→ Текст документа
· · · · ·

В этой монтажной фразе, несмотря на ее лаконичность, есть все признаки образного монтажа.

И то, что кадры 88, а и 88, в разделены другим планом, с противоположным внутрикадровым содержанием, вовсе не лишает их взаимной связи. Это пример дистанционного монтажа (термин А. Пелешьяна).

Эта серия кадров может быть дополнена. Бели, например, после кадра 88, б поставить кадр 88, г, то ощущение человеческих страданий, которые несет равнодушное насилие, увеличится. И особую остроту монтажному сочетанию придаст то, что перед зрителем появятся мирные, беззащитные люди. А если после плана 88, в в монтажный ряд поставить кадры 88, д, е, то намного усилится эмоциональное звучание финала.

Кадр 88, г
Кадр 88, д
Кадр 88, е

Камера может "наехать" на глаза малыша, оставив на экране лишь его взгляд, обращенный к зрителю, и авторская позиция станет понятна без всякого текста. С экрана будет говорить изображение. И его сила определится тем, что кадр д сомкнется с содержанием кадра б, несмотря на то, что их разделяют два мизанкадра. Вся монтажная фраза будет построена на конфликте между беззащитным добром и злобой насилия.

· · · · ·

→ Записанные данные
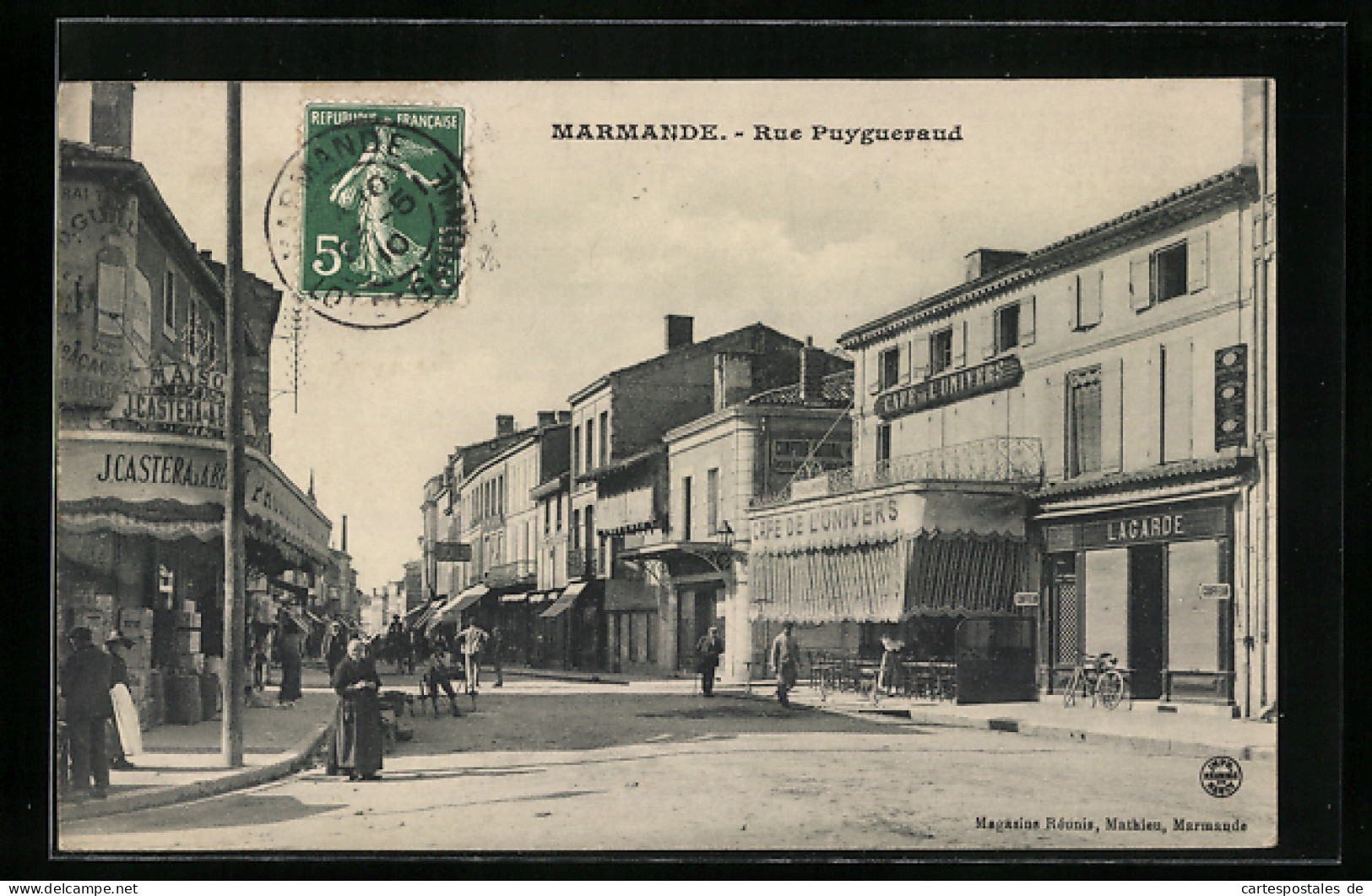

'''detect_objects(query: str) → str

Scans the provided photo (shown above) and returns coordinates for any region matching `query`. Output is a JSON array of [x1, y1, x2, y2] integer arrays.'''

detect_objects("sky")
[[57, 79, 1242, 591]]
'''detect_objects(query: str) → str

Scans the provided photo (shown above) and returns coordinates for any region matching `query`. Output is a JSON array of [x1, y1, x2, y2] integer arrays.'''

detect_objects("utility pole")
[[221, 81, 247, 768]]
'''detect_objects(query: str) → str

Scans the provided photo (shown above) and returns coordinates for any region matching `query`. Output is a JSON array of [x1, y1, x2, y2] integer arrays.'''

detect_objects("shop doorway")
[[1126, 545, 1166, 700]]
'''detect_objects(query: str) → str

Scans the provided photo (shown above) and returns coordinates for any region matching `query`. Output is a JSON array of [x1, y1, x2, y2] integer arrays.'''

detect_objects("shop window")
[[1067, 365, 1100, 476], [929, 327, 952, 376], [995, 301, 1019, 354]]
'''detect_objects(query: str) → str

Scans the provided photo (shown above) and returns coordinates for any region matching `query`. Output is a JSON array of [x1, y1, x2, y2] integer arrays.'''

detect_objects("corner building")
[[834, 165, 1275, 715]]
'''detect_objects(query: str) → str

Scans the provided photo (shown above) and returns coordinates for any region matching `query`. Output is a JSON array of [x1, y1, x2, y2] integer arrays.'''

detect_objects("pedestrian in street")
[[485, 626, 505, 687], [457, 622, 487, 694], [770, 623, 800, 707], [696, 626, 724, 697], [105, 635, 134, 771], [325, 641, 384, 781], [324, 622, 347, 681], [276, 616, 305, 707], [57, 626, 114, 800]]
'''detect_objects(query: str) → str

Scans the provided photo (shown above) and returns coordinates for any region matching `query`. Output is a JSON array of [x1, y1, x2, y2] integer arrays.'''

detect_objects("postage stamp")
[[265, 103, 467, 328]]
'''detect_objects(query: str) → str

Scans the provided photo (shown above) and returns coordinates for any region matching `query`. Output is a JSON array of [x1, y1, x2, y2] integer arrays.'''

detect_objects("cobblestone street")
[[61, 681, 1276, 852]]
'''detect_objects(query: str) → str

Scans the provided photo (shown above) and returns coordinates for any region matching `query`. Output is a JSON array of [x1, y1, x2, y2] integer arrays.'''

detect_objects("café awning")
[[538, 582, 588, 619]]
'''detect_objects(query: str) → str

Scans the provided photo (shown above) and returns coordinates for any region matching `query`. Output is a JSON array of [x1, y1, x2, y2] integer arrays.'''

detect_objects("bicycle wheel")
[[1096, 670, 1124, 709]]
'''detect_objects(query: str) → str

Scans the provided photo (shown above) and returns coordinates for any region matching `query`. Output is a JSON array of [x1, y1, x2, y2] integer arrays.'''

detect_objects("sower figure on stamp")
[[696, 626, 724, 697], [59, 626, 114, 800], [770, 623, 800, 707]]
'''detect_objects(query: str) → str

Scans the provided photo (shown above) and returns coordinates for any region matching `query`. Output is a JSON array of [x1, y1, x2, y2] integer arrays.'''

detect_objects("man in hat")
[[105, 634, 133, 770], [57, 626, 114, 800], [696, 626, 724, 697]]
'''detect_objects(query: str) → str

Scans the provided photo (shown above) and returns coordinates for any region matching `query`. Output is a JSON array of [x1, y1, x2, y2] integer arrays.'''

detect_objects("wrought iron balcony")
[[751, 437, 1043, 508], [483, 560, 538, 589]]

· · · · ·

→ Задания упражнения
1. Перепишите, пожалуйста, из текста о монтаже дословно фрагмент от слов «И то, что кадры» до слов «эмоциональное звучание финала.».
2. Перескажите короче, в виде списка, абзац текста о монтаже, который начинается словами «Эта серия кадров может быть дополнена», сохранив его главные факты.
3. Объясните по тексту о монтаже, чем определится сила изображения, если камера «наедет» на глаза малыша.
Строки с данными к этой работе отношения не имеют.

→ Ответы на задания
1.
И то, что кадры 88, а и 88, в разделены другим планом, с противоположным внутрикадровым содержанием, вовсе не лишает их взаимной связи. Это пример дистанционного монтажа (термин А. Пелешьяна).

Эта серия кадров может быть дополнена. Бели, например, после кадра 88, б поставить кадр 88, г, то ощущение человеческих страданий, которые несет равнодушное насилие, увеличится. И особую остроту монтажному сочетанию придаст то, что перед зрителем появятся мирные, беззащитные люди. А если после плана 88, в в монтажный ряд поставить кадры 88, д, е, то намного усилится эмоциональное звучание финала.

2.
- Серию кадров можно дополнить.
- Если после кадра 88, б поставить кадр 88, г, усилится ощущение человеческих страданий, которые несет равнодушное насилие. Особую остроту сочетанию придаст появление перед зрителем мирных, беззащитных людей.
- Если после плана 88, в поставить кадры 88, д, е, намного усилится эмоциональное звучание финала.

3. Сила изображения определится тем, что кадр д сомкнется с содержанием кадра б, хотя их разделяют два мизанкадра.